#### Work to be completed:
Arrange every line of the records below as a Markdown table with two columns, Row and Text. Number the rows in order and skip any blank lines.

#### Dataset rows:
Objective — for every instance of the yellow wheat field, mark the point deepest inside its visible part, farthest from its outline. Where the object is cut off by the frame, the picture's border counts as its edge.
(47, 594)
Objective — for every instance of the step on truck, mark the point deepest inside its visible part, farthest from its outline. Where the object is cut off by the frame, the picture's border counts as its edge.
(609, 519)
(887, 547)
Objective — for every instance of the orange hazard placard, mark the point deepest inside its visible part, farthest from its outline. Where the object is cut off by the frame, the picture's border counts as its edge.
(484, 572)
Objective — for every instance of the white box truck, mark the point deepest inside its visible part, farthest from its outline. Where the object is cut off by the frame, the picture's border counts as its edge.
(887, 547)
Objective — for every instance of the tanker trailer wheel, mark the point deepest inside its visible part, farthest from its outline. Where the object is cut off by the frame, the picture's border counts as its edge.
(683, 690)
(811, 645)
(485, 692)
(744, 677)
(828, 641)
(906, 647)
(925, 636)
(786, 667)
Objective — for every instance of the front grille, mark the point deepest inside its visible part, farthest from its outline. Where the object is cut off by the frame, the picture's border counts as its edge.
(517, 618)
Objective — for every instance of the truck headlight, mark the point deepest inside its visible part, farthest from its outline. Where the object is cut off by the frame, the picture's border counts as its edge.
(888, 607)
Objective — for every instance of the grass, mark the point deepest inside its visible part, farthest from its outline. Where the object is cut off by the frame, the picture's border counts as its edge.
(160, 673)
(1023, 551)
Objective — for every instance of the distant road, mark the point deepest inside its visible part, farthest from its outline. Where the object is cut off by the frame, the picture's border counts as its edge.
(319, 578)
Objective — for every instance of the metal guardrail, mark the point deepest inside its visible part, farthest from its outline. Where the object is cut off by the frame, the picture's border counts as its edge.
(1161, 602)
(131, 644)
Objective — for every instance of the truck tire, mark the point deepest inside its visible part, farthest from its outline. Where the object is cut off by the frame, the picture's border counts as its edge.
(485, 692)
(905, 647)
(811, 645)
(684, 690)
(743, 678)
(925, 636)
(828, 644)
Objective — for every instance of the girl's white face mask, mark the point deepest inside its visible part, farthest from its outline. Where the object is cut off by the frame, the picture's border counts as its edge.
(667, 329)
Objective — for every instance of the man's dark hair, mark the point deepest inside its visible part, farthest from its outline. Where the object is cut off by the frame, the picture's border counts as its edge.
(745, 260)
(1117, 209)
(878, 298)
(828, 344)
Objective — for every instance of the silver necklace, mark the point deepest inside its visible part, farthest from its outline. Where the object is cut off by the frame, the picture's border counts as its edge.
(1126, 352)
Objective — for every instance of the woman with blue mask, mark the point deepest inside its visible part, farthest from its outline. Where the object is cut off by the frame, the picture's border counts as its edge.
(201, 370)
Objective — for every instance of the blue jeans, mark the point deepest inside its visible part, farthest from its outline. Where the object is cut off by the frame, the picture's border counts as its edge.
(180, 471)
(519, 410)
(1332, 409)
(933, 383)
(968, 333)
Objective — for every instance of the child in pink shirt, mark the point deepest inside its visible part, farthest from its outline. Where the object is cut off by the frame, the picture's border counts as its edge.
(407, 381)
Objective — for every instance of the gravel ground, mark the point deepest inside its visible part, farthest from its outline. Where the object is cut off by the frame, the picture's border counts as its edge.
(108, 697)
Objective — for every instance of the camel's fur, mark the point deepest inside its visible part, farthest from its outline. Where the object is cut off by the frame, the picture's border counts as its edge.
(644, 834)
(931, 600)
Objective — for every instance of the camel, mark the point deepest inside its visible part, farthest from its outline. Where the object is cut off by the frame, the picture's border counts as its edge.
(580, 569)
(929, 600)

#### Task solution:
| Row | Text |
|---|---|
| 1 | Objective — for every instance of the yellow wheat field, mark the point deepest inside its visible part, farthest from its outline. Where the object is cut off by the frame, the picture's border counts as its edge. |
| 2 | (47, 594) |
| 3 | Objective — for every instance of the step on truck, mark the point deepest inside its visible part, farthest from its outline. Where the object is cut off by the frame, the picture's border counts as its edge. |
| 4 | (609, 519) |
| 5 | (887, 547) |
| 6 | Objective — for every instance of the orange hazard placard, mark the point deepest inside its visible part, farthest from its outline. Where the object is cut off by the frame, the picture's border counts as its edge. |
| 7 | (484, 572) |
| 8 | Objective — for every instance of the white box truck, mark the point deepest inside its visible part, farthest from its outline. Where the object is cut off by the frame, the picture's border counts as its edge. |
| 9 | (887, 547) |
| 10 | Objective — for every instance of the tanker trailer wheel, mark the point deepest inside its visible part, farthest from its outline. Where the object is cut off by the frame, the picture's border counts as its edge. |
| 11 | (683, 690) |
| 12 | (811, 645) |
| 13 | (485, 692) |
| 14 | (744, 677) |
| 15 | (828, 641) |
| 16 | (906, 647) |
| 17 | (925, 636) |
| 18 | (786, 667) |
| 19 | Objective — for every instance of the front grille, mark the point deepest inside its visible part, farthest from its outline. Where the object is cut off by the frame, the picture's border counts as its edge. |
| 20 | (517, 618) |
| 21 | Objective — for every instance of the truck headlight, mark the point deepest inside its visible part, farthest from its outline. Where the object is cut off by the frame, the picture's border counts as its edge. |
| 22 | (888, 607) |
| 23 | Objective — for every instance of the grass, mark the point deepest inside its visible part, farthest from its outline. Where the object is cut off by the frame, the picture's border counts as its edge. |
| 24 | (160, 673) |
| 25 | (1023, 551) |
| 26 | Objective — for every instance of the distant road, mark the point deepest inside its visible part, farthest from its outline. Where the object is cut off by the frame, the picture's border counts as its edge. |
| 27 | (319, 578) |
| 28 | Objective — for every instance of the metal guardrail, mark the point deepest inside its visible part, farthest from its outline. Where the object is cut off by the frame, the picture's border counts as its edge. |
| 29 | (1161, 602) |
| 30 | (131, 644) |
| 31 | Objective — for every instance of the truck tire, mark the point deepest inside its visible part, farthest from its outline. Where the object is cut off by the frame, the picture's border counts as its edge. |
| 32 | (485, 692) |
| 33 | (905, 647) |
| 34 | (811, 645) |
| 35 | (684, 690) |
| 36 | (743, 678) |
| 37 | (925, 636) |
| 38 | (828, 644) |
| 39 | Objective — for every instance of the girl's white face mask, mark the point deepest inside its visible part, farthest from its outline. Where the object is cut off by the frame, the picture's border counts as its edge. |
| 40 | (667, 329) |
| 41 | Objective — for every instance of the man's dark hair, mark the point deepest inside its visible part, farthest from its outline. Where the object is cut off by the frame, the picture's border counts as its edge. |
| 42 | (745, 260) |
| 43 | (1117, 209) |
| 44 | (878, 298) |
| 45 | (828, 344) |
| 46 | Objective — for every instance of the silver necklace, mark the point deepest inside its visible part, farthest from its outline. Where the object is cut off by the frame, the picture's border counts as its edge. |
| 47 | (1126, 352) |
| 48 | Objective — for every instance of the woman with blue mask, mark the point deepest inside its visible part, farthest from its outline. Where the object is cut off by the frame, the picture's border counts as its edge. |
| 49 | (201, 370) |
| 50 | Objective — for every instance of the blue jeans, mark the point deepest inside its visible part, farthest from its outline. Where the object is cut off by the frame, the picture's border counts as its edge. |
| 51 | (180, 471) |
| 52 | (519, 410) |
| 53 | (1332, 409) |
| 54 | (933, 383) |
| 55 | (968, 333) |
| 56 | Objective — for every instance of the child in pink shirt, mark the point deepest inside its visible part, farthest from its outline. Where the object is cut off by the frame, the picture's border counts as its edge. |
| 57 | (407, 381) |
| 58 | Objective — for every instance of the gravel ground, mark the point deepest inside its visible part, farthest from its outline. Where the object is cut off by the frame, the picture's border counts as its edge. |
| 59 | (108, 697) |
| 60 | Objective — for every instance of the camel's fur, mark the point deepest inside its visible part, farthest from its outline. Where the object is cut off by the frame, the picture's border counts as its edge. |
| 61 | (644, 834) |
| 62 | (931, 600) |
| 63 | Objective — for every instance of the camel, mark the point deepest inside its visible part, farthest from its outline. Where the object is cut off by the frame, the picture's border counts as its edge. |
| 64 | (580, 569) |
| 65 | (929, 600) |